* INSTRUCTION 1
List, in order, the stages of the poster's spring scouting routine as the turkey scouting post below describes them.
* INSTRUCTION 2
Translate this sentence from the turkey scouting post below into Spanish: "the way I see it the more birds you find the better chance you have of filling your tags!"

* EXCERPTED TEXT
---------------

# Pre-turkey season routines???



## jiggin'fool (Dec 18, 2005)

I was just interested in what some of your guys scouting routines involve each spring before the season opener! I think this might help some beginners out!

Mine has already started! I start by looking at topographical maps to find a decent area to start whether it be a point or where three or so ravines meet! then usually this time of year I put on the miles! walk walk walk! usual starting in areas I haven't hunted to try and find new areas that might hold turkeys! if I see good sign I make a note of that and check it once things get heated up! I do a lot of field looking too.... seeing them is the best way of knowing they are in the area(obviously).... Once they start gobbling good I will pretty mcuh stay close to the truck and do a little fast pace scouting! the way I see it the more birds you find the better chance you have of filling your tags! I will wait till gobbling time in a spot that you can usual hear birds from the road and then once I hear him gobble, I drive down the road to another vantage point and listen there, usual throwing out a crow or owl call and only waiting a couple of minutes.... if I don't hear one or I do start the truck back up and head to the next spot!I found 10 birds like this last year... I called in one for my buddy and I killed one that I found like this! and then lastly I head to my go to spots! spots that I have always seen turkey and the further away from the rd the better! I put on the miles doing this as well! I will sit in a spot I know turkeys are and try and pinpoint exactly where they are roosting! I will wait and let them gobble 4 or 5 times and then I will head to another likely roosting spot that usually holds turkeys and try and pinpoint them! and then you are ready for the season opener! when scouting try and leave your calls at home! I know its fun to make them gobble but you can educate them to the call and make those weary gobblers never come into the call and just wait for that hen to come to him! good luck this season guys! hope this helps and I can't wait to hear what other people's strategies are!


----------

---------------

* RECORDS SHOWN
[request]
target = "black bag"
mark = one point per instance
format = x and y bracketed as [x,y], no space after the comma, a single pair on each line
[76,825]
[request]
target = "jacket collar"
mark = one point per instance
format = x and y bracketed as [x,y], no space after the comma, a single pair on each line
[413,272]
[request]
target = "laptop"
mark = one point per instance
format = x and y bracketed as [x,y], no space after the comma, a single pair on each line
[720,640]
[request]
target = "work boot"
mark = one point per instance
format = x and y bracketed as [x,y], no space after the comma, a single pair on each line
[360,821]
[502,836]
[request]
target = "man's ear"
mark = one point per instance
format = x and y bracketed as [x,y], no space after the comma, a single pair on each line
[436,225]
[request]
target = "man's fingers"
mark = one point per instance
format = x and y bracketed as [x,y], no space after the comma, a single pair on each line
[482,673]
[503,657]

---------------

* COMPLETE OUTPUT 1
1. Studying topographical maps to find a starting area, such as a point or a place where three or so ravines meet.
2. Walking many miles, mostly in areas not hunted before, noting good sign and looking over fields.
3. Once gobbling picks up, staying close to the truck and driving from one roadside listening spot to the next, throwing out a crow or owl call and waiting only a couple of minutes.
4. Lastly, heading to go-to spots where turkeys have always been seen, far from the road, and pinpointing where the birds roost.

* COMPLETE OUTPUT 2
¡A mi modo de ver, cuantas más aves encuentres, más posibilidades tienes de completar tus etiquetas de caza!